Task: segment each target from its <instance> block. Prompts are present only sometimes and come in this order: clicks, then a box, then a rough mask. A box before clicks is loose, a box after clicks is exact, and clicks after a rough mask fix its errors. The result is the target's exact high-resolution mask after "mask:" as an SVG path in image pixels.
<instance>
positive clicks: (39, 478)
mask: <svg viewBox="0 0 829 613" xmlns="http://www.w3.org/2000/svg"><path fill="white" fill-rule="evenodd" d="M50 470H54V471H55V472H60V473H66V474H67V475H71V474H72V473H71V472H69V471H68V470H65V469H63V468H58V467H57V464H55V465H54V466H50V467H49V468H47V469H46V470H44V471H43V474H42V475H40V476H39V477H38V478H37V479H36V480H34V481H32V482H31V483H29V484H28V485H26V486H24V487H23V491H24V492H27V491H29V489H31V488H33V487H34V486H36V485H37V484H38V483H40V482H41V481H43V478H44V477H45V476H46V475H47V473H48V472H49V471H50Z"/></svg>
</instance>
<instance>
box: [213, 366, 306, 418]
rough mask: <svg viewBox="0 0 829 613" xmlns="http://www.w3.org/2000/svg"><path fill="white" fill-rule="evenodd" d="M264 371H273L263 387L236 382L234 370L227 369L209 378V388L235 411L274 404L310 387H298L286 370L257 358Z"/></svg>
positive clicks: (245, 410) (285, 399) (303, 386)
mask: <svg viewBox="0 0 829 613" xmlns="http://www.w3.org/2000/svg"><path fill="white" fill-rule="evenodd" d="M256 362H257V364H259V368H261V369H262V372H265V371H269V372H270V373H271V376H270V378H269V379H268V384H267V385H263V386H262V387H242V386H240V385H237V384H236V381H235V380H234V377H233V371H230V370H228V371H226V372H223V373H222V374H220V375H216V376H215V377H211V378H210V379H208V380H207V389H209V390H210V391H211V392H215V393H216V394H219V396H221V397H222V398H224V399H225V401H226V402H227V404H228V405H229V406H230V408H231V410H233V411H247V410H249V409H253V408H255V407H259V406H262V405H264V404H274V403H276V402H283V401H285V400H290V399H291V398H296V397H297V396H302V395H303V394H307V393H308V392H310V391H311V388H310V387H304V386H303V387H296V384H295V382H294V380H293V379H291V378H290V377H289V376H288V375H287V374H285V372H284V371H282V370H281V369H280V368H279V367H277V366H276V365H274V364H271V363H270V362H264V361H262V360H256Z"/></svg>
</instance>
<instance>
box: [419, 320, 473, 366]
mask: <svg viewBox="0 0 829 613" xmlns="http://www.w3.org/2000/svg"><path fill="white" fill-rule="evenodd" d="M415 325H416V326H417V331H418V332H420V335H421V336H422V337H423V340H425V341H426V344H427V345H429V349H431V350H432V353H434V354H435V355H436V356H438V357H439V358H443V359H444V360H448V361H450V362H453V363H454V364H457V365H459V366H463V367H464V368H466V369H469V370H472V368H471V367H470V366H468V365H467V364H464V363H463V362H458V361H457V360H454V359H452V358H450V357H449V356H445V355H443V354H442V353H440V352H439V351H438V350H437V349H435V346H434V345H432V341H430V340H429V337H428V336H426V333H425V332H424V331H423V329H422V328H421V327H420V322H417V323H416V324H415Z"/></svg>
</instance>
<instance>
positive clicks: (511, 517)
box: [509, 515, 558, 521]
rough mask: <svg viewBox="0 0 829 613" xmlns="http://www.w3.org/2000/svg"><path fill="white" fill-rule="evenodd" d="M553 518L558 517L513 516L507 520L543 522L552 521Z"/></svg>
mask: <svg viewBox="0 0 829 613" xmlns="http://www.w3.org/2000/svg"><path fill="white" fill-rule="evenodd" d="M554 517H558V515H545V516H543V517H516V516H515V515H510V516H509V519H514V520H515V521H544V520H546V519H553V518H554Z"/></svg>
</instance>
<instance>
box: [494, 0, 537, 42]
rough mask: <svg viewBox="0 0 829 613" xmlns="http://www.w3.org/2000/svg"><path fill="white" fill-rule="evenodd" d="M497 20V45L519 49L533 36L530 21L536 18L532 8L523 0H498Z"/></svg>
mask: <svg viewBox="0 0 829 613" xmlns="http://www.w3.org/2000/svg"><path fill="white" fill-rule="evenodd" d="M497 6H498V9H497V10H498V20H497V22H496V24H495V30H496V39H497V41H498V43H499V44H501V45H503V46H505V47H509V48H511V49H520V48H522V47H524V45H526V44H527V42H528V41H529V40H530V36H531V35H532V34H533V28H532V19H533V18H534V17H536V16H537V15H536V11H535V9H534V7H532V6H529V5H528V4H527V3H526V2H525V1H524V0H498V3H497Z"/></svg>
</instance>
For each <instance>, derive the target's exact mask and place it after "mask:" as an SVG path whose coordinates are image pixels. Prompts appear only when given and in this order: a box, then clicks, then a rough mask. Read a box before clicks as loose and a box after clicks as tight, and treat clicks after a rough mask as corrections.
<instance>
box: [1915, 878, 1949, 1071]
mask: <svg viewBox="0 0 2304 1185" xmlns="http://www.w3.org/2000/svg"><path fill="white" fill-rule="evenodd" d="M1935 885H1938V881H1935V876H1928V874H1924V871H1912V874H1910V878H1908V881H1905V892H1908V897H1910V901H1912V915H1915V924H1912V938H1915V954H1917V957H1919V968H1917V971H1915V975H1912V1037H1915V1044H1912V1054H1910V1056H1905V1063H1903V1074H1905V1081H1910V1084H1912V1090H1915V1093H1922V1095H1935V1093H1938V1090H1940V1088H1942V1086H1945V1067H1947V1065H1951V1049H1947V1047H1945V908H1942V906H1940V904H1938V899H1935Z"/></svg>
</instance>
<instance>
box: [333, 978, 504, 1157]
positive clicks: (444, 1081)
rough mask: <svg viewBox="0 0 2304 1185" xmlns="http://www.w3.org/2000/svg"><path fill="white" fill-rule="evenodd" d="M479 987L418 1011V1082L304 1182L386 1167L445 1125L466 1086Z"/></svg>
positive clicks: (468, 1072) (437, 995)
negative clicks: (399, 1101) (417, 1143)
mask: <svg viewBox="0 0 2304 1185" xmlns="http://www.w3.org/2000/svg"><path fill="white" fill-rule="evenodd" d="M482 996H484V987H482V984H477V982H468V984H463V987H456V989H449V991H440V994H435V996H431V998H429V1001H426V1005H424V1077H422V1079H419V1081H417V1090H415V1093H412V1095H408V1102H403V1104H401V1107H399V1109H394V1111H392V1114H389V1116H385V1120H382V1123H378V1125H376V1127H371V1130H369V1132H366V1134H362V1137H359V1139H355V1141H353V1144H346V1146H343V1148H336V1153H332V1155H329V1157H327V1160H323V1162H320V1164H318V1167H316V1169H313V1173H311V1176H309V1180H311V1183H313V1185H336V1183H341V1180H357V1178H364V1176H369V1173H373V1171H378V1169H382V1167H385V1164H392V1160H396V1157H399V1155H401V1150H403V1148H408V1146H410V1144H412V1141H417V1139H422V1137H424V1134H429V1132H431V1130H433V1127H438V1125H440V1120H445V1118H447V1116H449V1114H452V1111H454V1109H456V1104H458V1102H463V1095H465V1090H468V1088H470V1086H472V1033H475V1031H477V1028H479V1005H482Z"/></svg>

------------------------------

## [Work to be completed]
Reproduce the start of the entries word for word, beginning with the first line and stopping after the line that contains "positive clicks: (39, 478)".

## [Answer area]
Task: segment each target from its <instance> block. Prompts are present only sometimes and come in this order: clicks, then a box, then a rough mask. A box before clicks is loose, a box after clicks is exact, and clicks after a rough mask fix its errors. The result is the target's exact high-resolution mask after "mask:" as an SVG path in image pixels.
<instance>
positive clicks: (39, 478)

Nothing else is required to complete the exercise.